:: What you are asked to do ::
Read the listing below. Then repeat it exactly.
[[ Dataset entries open ]]
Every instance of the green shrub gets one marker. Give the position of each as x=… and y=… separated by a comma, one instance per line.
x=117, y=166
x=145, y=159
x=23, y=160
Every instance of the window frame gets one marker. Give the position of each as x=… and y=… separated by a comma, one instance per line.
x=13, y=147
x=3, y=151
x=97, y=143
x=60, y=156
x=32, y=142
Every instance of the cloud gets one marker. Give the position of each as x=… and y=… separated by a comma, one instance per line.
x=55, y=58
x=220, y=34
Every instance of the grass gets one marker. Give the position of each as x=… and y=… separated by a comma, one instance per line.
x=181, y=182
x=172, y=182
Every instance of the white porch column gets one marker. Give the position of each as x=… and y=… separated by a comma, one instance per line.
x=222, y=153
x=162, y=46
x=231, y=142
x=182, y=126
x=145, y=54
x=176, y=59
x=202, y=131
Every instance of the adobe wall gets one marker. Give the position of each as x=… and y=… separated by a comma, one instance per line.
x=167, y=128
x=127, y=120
[[ Dataset entries closed ]]
:: Task result ::
Every instance of the green shrub gets one marker. Give the position of each as x=… and y=… separated by a comma, one instance per line.
x=117, y=166
x=145, y=159
x=23, y=160
Every instance of the window frame gets one marker. Give the position of each as x=… and y=… separated by a comma, one instance per line.
x=13, y=147
x=3, y=151
x=97, y=143
x=60, y=156
x=32, y=142
Every instance of the cloud gets one marker. Give the position of each as x=… and y=… separated by a comma, one instance per line.
x=55, y=58
x=220, y=34
Every instance of the grass gets one marker. Give the position of each as x=… and y=… separated by a comma, one instance per line.
x=181, y=182
x=172, y=182
Every instance of the white porch column gets one marker. Give the position of each as x=… and y=… separated by a comma, one instance per line.
x=222, y=153
x=162, y=46
x=231, y=142
x=182, y=126
x=145, y=54
x=176, y=59
x=202, y=131
Every instance of the adobe wall gets one marker. Give the position of each as x=… and y=… separated by a comma, one instance per line.
x=167, y=128
x=127, y=120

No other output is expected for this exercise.